Labeled-object pointing items
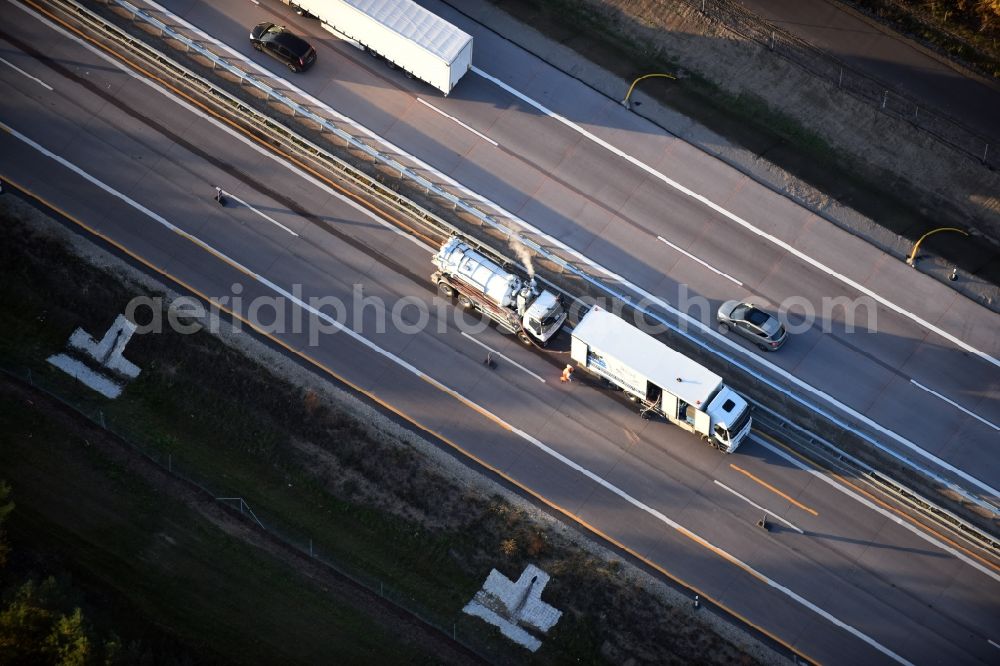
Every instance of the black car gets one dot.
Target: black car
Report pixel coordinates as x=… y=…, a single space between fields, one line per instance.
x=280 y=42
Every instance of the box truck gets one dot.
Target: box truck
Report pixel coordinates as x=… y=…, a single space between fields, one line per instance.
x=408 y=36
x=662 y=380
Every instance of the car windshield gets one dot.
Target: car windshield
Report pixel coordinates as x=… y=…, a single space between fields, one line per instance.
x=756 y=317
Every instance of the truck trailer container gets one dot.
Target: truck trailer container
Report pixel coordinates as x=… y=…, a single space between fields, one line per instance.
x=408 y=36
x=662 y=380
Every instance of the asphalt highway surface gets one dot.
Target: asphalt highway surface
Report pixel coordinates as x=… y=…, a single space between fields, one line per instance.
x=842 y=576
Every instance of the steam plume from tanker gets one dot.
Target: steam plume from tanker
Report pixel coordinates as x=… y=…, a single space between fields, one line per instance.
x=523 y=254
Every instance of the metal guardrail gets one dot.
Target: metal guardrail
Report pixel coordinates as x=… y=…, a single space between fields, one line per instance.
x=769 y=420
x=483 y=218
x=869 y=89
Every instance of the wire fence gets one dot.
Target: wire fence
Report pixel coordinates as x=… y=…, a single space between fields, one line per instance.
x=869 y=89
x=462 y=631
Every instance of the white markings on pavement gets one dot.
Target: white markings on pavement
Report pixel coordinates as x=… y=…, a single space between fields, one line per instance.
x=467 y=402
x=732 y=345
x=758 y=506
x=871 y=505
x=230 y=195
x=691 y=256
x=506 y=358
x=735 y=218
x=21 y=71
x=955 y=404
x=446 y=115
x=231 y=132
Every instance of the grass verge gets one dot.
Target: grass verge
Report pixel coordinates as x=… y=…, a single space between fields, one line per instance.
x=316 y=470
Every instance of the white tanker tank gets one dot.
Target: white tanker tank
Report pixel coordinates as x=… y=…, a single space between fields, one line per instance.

▸ **Objective**
Convert every line of the items above into a JSON list of strings, one string per line, skipping blank lines. Leave the pictures out of the answer.

▸ **Complete output**
[
  "Every instance of the black car gets one dot.",
  "Target: black car",
  "Report pixel coordinates as x=… y=…, a single space between fields, one line per instance.",
  "x=280 y=42",
  "Every instance of the box truck gets one dot.",
  "Target: box truck",
  "Report pixel coordinates as x=… y=…, a single space between fields, one line per instance.",
  "x=408 y=36",
  "x=662 y=380",
  "Every instance of the car windshield gets one dot.",
  "Target: car windshield",
  "Report pixel coordinates as x=… y=…, a single space between fields, one line per instance.",
  "x=756 y=317",
  "Every instance of the truck trailer container gets one dot.",
  "Target: truck trailer container",
  "Report pixel coordinates as x=… y=…, a single space between fields, one line per instance.",
  "x=408 y=36",
  "x=662 y=380",
  "Every instance of the asphalt highway surface gets one dot.",
  "Target: asphalt highway surface",
  "Report pixel coordinates as x=… y=…, a single space between fields, one line per instance.",
  "x=842 y=576",
  "Every instance of the steam plume from tanker gets one dot.",
  "Target: steam plume from tanker",
  "Report pixel coordinates as x=… y=…, a single space between fields, one line per instance.",
  "x=523 y=254",
  "Every instance of the metal guardrail gets one dot.",
  "Target: metal guardrail",
  "Report pixel coordinates as x=… y=…, a single space between fields, one line per instance.",
  "x=769 y=420",
  "x=483 y=218",
  "x=869 y=89",
  "Every instance of the wire fence gets one dot.",
  "Target: wire fence",
  "Report pixel coordinates as x=… y=…, a single space between fields, one line per instance.",
  "x=869 y=89",
  "x=462 y=631",
  "Every instance of the white markings on pavement gets one dot.",
  "Target: white markings on pavement",
  "Report pixel coordinates as x=… y=…, a single space between fields, one line per instance.",
  "x=467 y=402",
  "x=732 y=345",
  "x=758 y=506",
  "x=871 y=505",
  "x=230 y=195",
  "x=691 y=256",
  "x=506 y=358",
  "x=735 y=218",
  "x=21 y=71",
  "x=955 y=404",
  "x=446 y=115",
  "x=231 y=132",
  "Every instance of the grass verge gets one dot.",
  "Target: grass verge",
  "Report pixel coordinates as x=… y=…, a single space between fields, one line per instance.",
  "x=316 y=470",
  "Every instance of the white tanker tank gets one dot.",
  "Target: white tanker tank",
  "Report pixel coordinates as x=… y=…, a single space between fields, one line per instance."
]